RECORDS FOR THIS TASK>
──────

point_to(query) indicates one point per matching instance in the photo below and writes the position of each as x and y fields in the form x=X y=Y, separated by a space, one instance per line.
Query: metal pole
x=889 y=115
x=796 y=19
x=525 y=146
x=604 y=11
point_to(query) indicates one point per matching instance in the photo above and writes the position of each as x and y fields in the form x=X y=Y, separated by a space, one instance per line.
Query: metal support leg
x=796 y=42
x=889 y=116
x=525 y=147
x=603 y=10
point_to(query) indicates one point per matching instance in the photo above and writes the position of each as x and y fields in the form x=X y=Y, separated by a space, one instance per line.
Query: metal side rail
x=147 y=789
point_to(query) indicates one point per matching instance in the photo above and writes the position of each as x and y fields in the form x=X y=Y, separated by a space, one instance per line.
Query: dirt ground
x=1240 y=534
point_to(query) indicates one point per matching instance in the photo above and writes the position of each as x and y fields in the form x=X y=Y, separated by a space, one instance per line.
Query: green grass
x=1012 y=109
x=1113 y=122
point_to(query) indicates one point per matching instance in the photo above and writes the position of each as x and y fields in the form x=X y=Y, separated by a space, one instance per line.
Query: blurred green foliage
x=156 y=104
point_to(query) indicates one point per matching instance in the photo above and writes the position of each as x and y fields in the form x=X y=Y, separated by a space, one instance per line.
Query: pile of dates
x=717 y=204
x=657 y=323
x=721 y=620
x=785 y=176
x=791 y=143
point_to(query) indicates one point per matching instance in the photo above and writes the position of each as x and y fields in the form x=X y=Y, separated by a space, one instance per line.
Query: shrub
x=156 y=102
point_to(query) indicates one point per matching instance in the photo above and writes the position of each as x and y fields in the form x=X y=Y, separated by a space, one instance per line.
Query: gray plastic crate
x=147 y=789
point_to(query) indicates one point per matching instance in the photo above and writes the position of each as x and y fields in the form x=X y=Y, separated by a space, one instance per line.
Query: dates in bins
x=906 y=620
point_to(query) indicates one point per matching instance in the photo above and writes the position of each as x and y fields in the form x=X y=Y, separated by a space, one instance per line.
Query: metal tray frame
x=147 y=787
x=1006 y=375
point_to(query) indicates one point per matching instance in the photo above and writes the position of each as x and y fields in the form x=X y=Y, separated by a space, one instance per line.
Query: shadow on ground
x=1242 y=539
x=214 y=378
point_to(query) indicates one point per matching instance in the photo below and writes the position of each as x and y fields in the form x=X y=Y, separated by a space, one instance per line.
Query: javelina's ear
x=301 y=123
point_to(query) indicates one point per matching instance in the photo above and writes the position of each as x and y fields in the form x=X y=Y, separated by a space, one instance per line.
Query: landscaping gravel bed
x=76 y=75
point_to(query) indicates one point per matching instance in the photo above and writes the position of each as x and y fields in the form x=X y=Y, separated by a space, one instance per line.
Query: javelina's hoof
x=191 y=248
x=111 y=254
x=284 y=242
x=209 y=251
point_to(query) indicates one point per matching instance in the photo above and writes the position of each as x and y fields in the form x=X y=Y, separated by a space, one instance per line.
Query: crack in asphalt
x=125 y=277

──────

WRITTEN REQUEST>
Shift each x and y coordinate in the answers up by 96, rewriting the part of the items that opens with the first line and closes with the line containing "x=1240 y=534", and keep every other line of that part unchanged.

RESPONSE TO THIS EXERCISE>
point_to(query) indicates one point per matching instance in the photo below and writes the position of each as x and y fields in the form x=X y=Y, separated by a space, one instance per line.
Query: metal pole
x=985 y=211
x=892 y=115
x=621 y=242
x=700 y=107
point_to(query) indicates one point per matching instance in the photo above and writes the position of each as x and y fields in the form x=X y=Y, separated by a space, one instance per line.
Query: metal support leg
x=892 y=138
x=985 y=212
x=621 y=243
x=699 y=106
point_to(query) indicates one point per matching instance in the photo above and writes the position of each as x and y fields in the form x=X y=Y, separated by a space, one instance per line.
Query: metal side rail
x=243 y=885
point_to(query) indicates one point per matching instance in the photo above and writes the position of each as x and y fields in the form x=X y=Y, separated by a space, one instance per line.
Query: dirt ground
x=1336 y=630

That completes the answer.